## begin DATA IN THIS EXERCISE
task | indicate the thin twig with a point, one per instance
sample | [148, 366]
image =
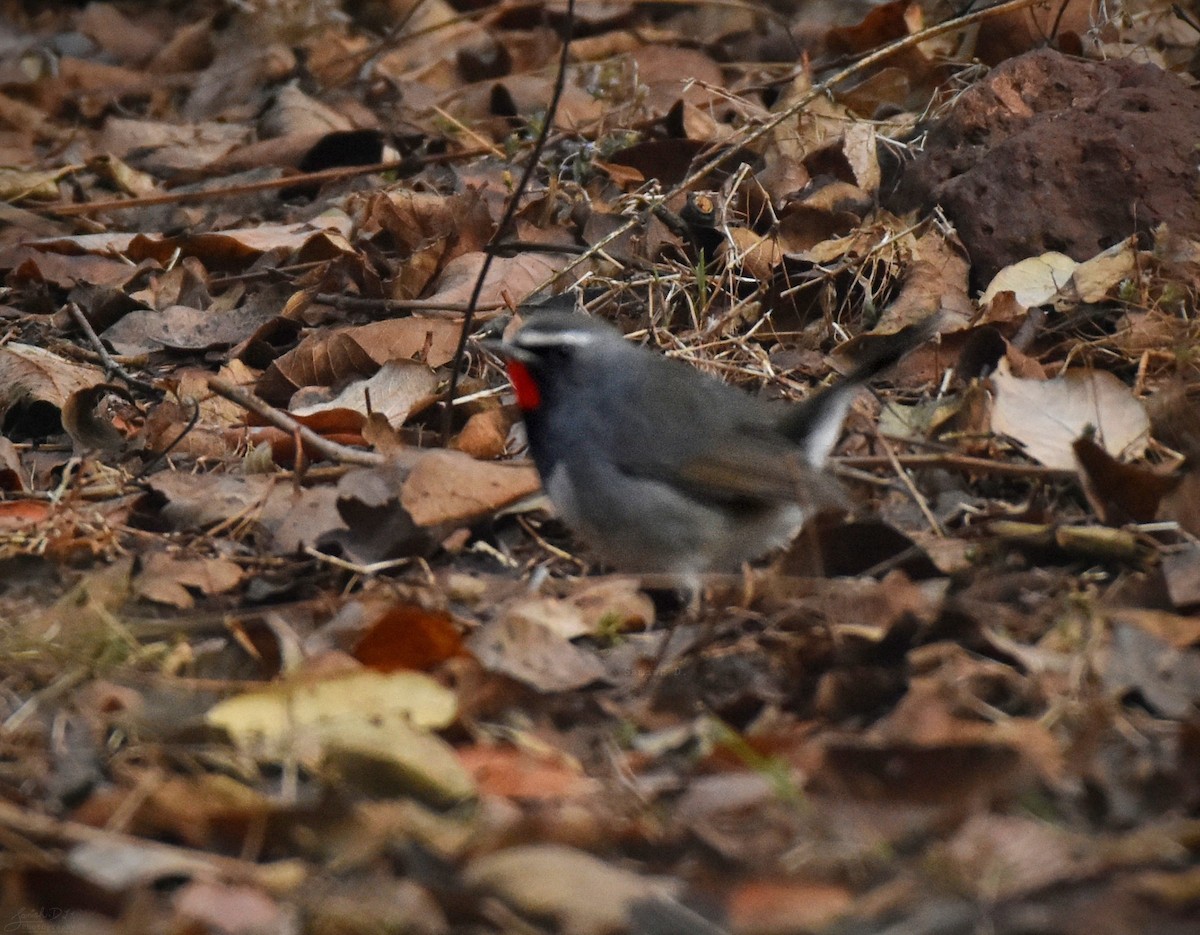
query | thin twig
[265, 185]
[918, 498]
[111, 366]
[431, 307]
[43, 827]
[957, 462]
[816, 91]
[331, 450]
[502, 228]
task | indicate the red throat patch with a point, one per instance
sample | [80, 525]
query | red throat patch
[528, 397]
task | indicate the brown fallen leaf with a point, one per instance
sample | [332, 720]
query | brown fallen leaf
[453, 487]
[167, 579]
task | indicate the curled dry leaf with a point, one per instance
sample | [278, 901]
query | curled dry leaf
[453, 487]
[563, 883]
[33, 376]
[310, 713]
[171, 580]
[1033, 281]
[509, 279]
[82, 419]
[1045, 417]
[534, 654]
[401, 388]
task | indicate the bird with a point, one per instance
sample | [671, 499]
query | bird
[661, 468]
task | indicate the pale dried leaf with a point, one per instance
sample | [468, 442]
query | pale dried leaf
[1045, 417]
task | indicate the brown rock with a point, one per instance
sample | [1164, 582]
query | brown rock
[1051, 153]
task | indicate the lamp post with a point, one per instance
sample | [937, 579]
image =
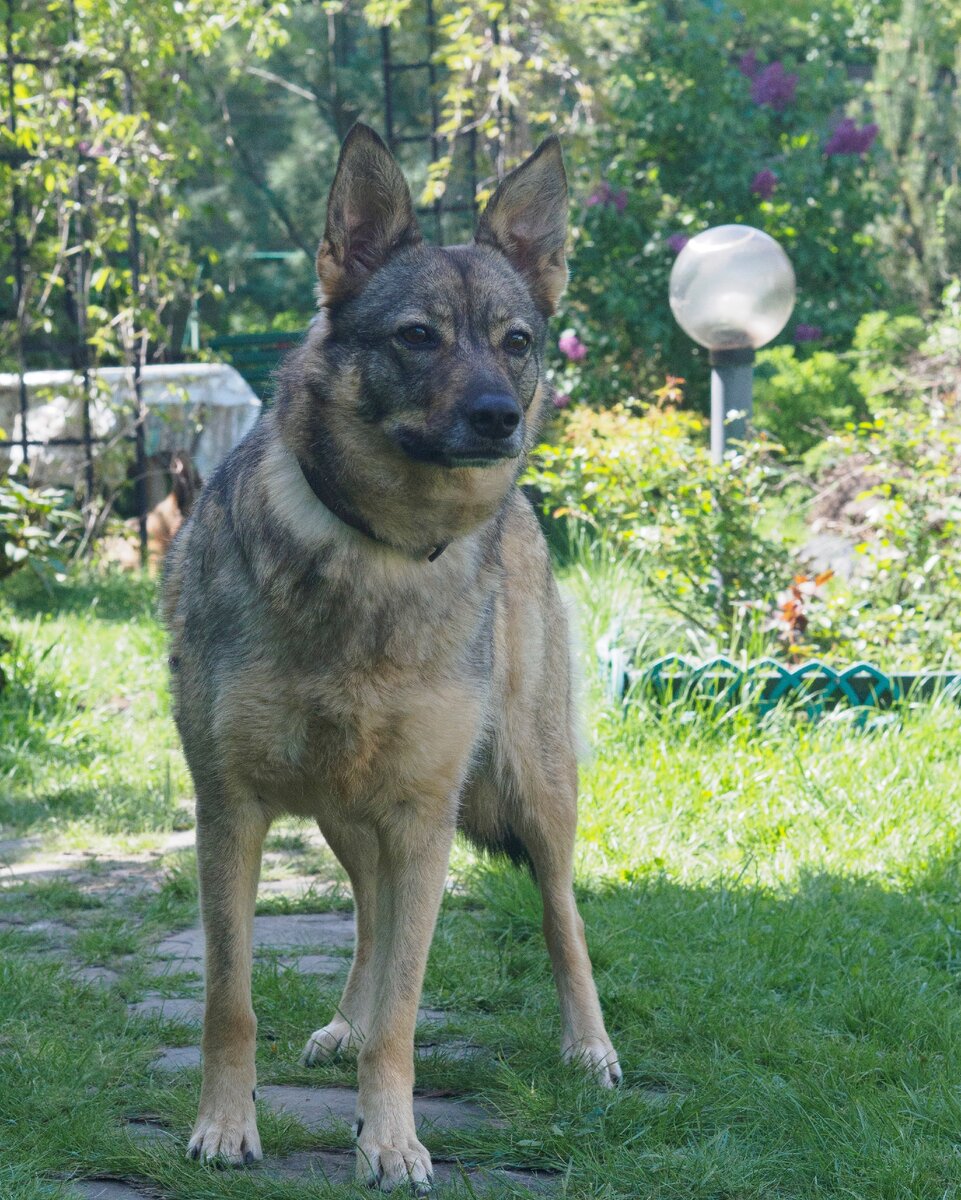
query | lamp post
[732, 291]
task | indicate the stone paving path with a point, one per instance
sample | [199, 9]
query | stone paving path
[311, 943]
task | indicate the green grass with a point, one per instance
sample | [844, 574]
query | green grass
[772, 909]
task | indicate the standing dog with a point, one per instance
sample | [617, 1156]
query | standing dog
[365, 630]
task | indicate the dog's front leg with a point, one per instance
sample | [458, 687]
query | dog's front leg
[412, 868]
[229, 843]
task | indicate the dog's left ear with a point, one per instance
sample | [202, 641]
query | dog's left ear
[527, 221]
[370, 215]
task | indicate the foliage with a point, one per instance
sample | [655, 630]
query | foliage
[917, 101]
[883, 347]
[798, 400]
[772, 911]
[901, 471]
[35, 526]
[101, 137]
[644, 483]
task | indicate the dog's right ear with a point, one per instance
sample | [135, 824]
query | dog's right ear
[370, 215]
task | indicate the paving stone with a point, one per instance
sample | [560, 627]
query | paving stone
[102, 976]
[158, 969]
[317, 1107]
[104, 1189]
[338, 1168]
[170, 1008]
[316, 964]
[456, 1050]
[280, 933]
[176, 1059]
[55, 933]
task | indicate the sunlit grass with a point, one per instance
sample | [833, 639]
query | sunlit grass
[772, 909]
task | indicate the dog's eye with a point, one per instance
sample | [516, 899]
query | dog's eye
[415, 335]
[517, 341]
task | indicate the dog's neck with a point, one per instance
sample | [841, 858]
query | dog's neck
[326, 495]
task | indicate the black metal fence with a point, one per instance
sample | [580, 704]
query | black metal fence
[254, 355]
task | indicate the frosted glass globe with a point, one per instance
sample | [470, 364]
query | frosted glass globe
[732, 288]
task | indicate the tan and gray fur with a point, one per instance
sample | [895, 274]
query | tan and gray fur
[326, 661]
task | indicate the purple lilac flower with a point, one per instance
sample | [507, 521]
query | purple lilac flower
[763, 184]
[571, 346]
[774, 87]
[748, 65]
[605, 195]
[847, 138]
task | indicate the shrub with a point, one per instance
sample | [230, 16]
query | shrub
[893, 486]
[644, 483]
[762, 153]
[800, 400]
[34, 526]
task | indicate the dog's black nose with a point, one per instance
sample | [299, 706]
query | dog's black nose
[494, 415]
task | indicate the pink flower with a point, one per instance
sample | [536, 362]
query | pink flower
[847, 138]
[605, 195]
[763, 184]
[571, 346]
[774, 87]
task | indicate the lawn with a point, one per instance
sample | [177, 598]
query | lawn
[772, 909]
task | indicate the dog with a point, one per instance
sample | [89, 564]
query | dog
[162, 521]
[365, 630]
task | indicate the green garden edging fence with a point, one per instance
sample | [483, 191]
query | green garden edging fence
[814, 685]
[257, 355]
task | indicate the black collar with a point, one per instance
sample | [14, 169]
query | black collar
[329, 498]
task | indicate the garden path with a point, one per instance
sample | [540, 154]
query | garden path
[310, 943]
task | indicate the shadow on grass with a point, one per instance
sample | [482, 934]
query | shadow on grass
[108, 594]
[794, 1043]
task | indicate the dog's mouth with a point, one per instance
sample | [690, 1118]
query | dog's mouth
[458, 453]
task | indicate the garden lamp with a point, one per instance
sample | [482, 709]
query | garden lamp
[732, 289]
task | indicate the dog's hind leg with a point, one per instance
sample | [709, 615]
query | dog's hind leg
[229, 841]
[541, 790]
[413, 863]
[356, 849]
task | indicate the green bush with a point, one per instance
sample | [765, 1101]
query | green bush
[882, 349]
[644, 483]
[667, 165]
[799, 401]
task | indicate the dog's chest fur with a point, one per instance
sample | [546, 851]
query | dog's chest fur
[326, 669]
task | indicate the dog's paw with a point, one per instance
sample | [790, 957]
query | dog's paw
[227, 1137]
[598, 1057]
[392, 1162]
[336, 1038]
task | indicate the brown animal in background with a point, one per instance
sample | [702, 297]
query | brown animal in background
[365, 630]
[163, 521]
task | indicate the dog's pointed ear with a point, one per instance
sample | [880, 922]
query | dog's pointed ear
[370, 215]
[527, 221]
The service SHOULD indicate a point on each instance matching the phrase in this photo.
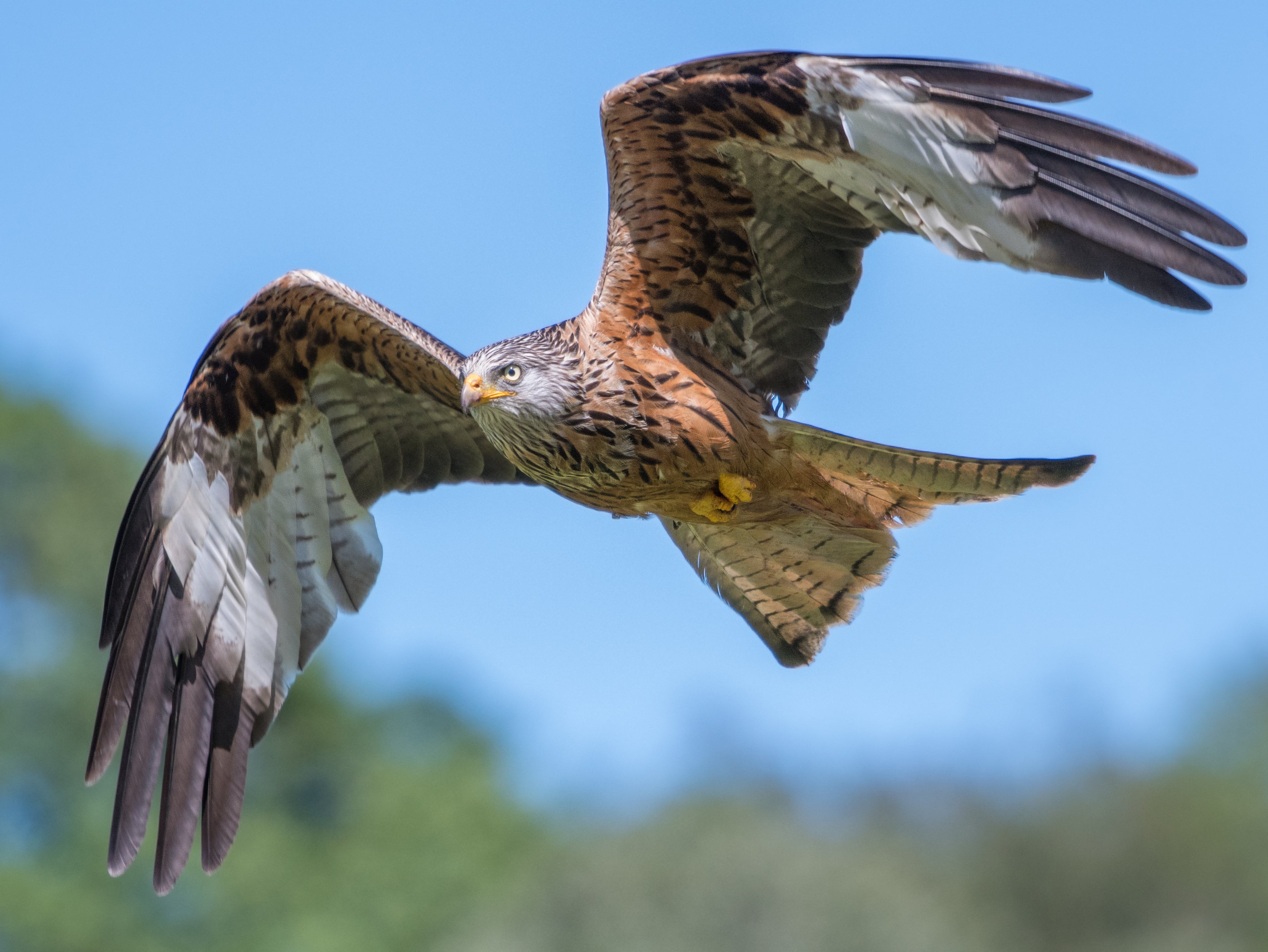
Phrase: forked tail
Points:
(794, 577)
(901, 487)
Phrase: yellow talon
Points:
(713, 508)
(717, 505)
(736, 489)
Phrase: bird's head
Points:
(533, 374)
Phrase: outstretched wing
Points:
(249, 530)
(745, 189)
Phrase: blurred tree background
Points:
(390, 830)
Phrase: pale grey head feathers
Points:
(539, 369)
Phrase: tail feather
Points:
(902, 487)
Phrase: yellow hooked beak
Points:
(475, 392)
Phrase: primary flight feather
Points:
(744, 192)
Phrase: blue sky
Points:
(165, 161)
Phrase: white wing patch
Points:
(917, 159)
(268, 584)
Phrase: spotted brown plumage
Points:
(745, 191)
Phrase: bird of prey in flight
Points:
(744, 192)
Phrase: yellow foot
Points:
(736, 489)
(718, 505)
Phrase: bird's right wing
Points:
(249, 530)
(745, 189)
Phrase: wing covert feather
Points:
(247, 534)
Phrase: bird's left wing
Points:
(744, 191)
(249, 530)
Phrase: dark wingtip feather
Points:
(1062, 472)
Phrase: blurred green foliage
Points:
(389, 830)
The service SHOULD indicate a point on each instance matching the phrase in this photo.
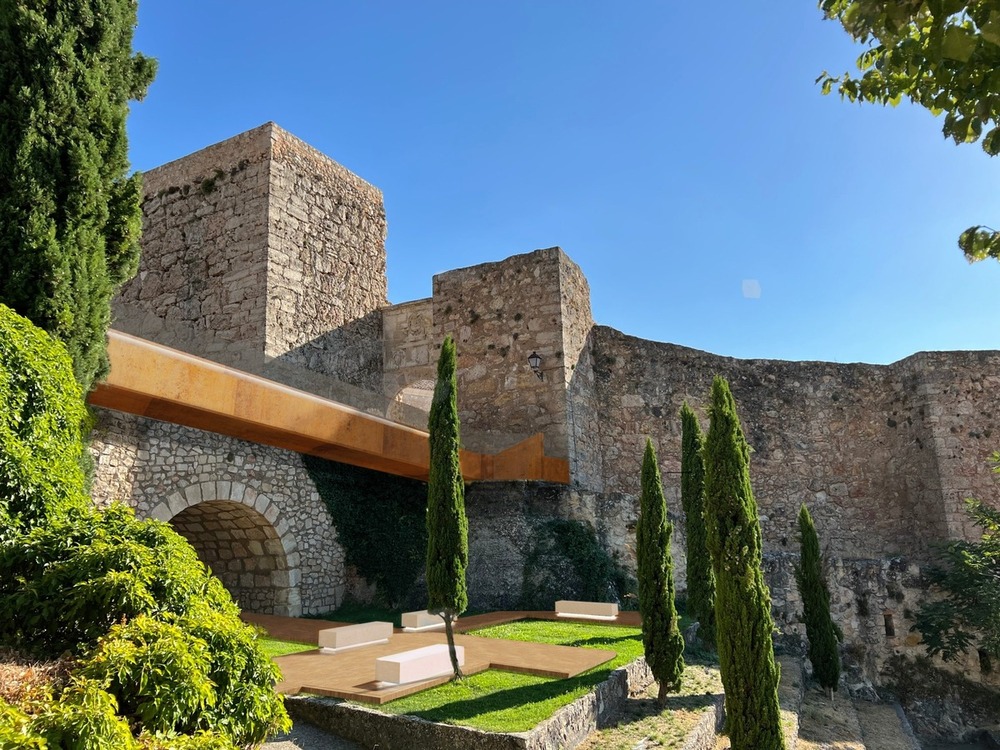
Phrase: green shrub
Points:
(246, 707)
(203, 671)
(42, 422)
(83, 718)
(157, 672)
(65, 584)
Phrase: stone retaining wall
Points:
(566, 729)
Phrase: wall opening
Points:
(243, 550)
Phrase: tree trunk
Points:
(449, 632)
(664, 691)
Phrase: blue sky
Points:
(674, 153)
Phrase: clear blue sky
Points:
(672, 150)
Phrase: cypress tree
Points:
(661, 638)
(700, 578)
(742, 600)
(70, 215)
(821, 631)
(447, 526)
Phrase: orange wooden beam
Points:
(155, 381)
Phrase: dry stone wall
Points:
(325, 265)
(498, 313)
(249, 499)
(263, 242)
(204, 243)
(870, 449)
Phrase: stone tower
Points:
(261, 246)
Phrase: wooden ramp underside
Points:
(155, 381)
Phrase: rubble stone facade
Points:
(275, 250)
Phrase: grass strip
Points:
(499, 701)
(274, 647)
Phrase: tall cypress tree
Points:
(661, 638)
(447, 526)
(700, 578)
(70, 215)
(820, 628)
(742, 600)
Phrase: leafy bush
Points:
(65, 584)
(42, 422)
(203, 671)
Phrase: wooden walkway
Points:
(351, 674)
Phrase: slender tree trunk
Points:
(449, 631)
(664, 691)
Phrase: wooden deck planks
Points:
(351, 674)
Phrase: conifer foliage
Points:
(69, 214)
(447, 526)
(661, 638)
(742, 600)
(700, 578)
(820, 630)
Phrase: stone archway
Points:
(241, 536)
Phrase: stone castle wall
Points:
(498, 313)
(251, 510)
(204, 245)
(271, 248)
(882, 455)
(278, 252)
(326, 277)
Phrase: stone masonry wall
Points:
(204, 243)
(269, 246)
(179, 469)
(499, 313)
(859, 444)
(325, 266)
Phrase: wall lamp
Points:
(535, 362)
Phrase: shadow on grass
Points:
(508, 699)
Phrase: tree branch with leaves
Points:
(941, 54)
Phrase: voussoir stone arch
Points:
(241, 534)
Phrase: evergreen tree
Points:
(661, 638)
(742, 601)
(820, 629)
(70, 216)
(700, 578)
(447, 527)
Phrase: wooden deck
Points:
(351, 674)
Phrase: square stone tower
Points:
(261, 246)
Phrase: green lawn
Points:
(273, 647)
(507, 702)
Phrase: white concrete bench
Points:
(333, 640)
(415, 622)
(417, 664)
(587, 610)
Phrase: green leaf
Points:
(958, 44)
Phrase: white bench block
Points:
(422, 620)
(587, 610)
(333, 640)
(417, 664)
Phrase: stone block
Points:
(418, 664)
(345, 637)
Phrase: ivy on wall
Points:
(380, 522)
(568, 562)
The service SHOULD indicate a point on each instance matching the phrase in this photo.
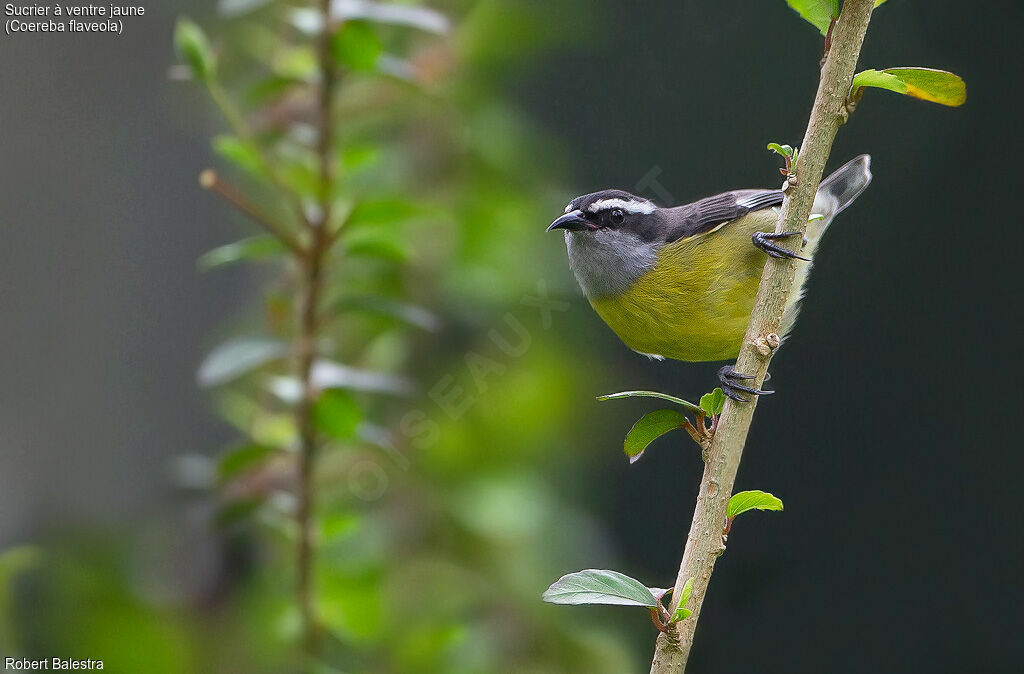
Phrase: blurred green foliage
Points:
(444, 507)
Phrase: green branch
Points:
(705, 543)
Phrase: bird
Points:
(680, 282)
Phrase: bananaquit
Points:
(680, 282)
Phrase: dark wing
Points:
(707, 214)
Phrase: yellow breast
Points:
(695, 303)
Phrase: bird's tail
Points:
(842, 187)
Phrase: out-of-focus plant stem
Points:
(705, 542)
(312, 281)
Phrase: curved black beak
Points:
(573, 221)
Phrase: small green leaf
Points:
(817, 12)
(713, 403)
(651, 426)
(872, 78)
(355, 45)
(384, 211)
(381, 246)
(784, 151)
(268, 89)
(755, 500)
(336, 415)
(682, 613)
(194, 48)
(385, 306)
(937, 86)
(663, 396)
(255, 248)
(929, 84)
(241, 459)
(241, 154)
(239, 356)
(600, 586)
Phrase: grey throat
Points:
(608, 261)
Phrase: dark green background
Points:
(890, 438)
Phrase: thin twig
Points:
(211, 180)
(242, 129)
(704, 544)
(306, 342)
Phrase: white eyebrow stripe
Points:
(644, 207)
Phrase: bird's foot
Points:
(732, 384)
(762, 240)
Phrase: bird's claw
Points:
(762, 240)
(732, 386)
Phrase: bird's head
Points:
(610, 210)
(612, 239)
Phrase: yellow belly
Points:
(695, 303)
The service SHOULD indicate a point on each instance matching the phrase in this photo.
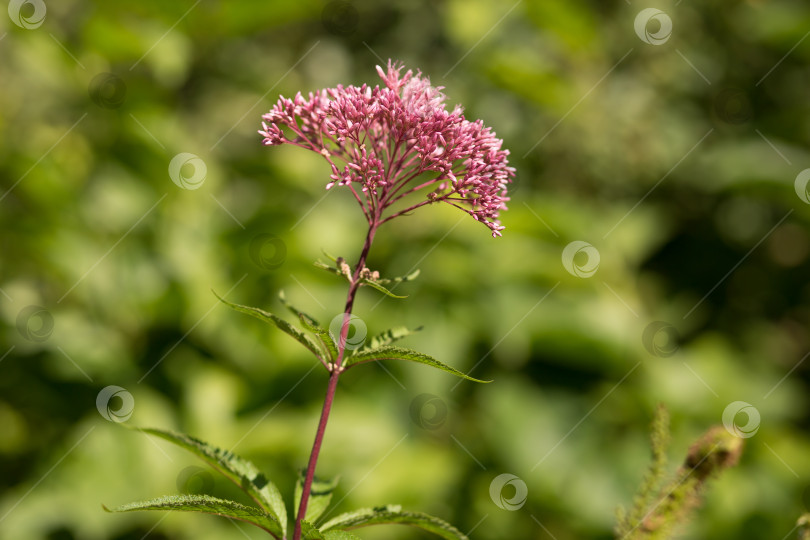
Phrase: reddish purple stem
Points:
(333, 380)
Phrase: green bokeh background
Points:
(675, 161)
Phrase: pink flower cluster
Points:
(387, 144)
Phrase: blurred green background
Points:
(673, 154)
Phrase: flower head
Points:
(397, 145)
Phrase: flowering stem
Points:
(333, 379)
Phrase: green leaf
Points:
(280, 323)
(320, 495)
(376, 285)
(238, 470)
(208, 505)
(295, 311)
(386, 338)
(410, 277)
(312, 325)
(399, 353)
(393, 514)
(324, 266)
(340, 535)
(310, 532)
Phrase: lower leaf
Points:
(208, 505)
(393, 514)
(399, 353)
## end DATA IN THIS EXERCISE
*SET PROBLEM*:
Reproduce word for word the lines above, starting with the line that contains "Phrase: pink flower cluster" and continuing through the final line of the records.

*FULL RESPONSE*:
Phrase: pink flower cluster
Points:
(387, 144)
Phrase: blurred green background
Points:
(673, 154)
Phrase: flower head
Points:
(397, 145)
Phrase: flowering stem
Points:
(333, 379)
Phrase: green leaf
Points:
(280, 323)
(320, 495)
(376, 285)
(238, 470)
(208, 505)
(295, 311)
(386, 338)
(410, 277)
(312, 325)
(399, 353)
(393, 514)
(324, 266)
(340, 535)
(310, 532)
Phrase: lower leaf
Points:
(208, 505)
(393, 514)
(399, 353)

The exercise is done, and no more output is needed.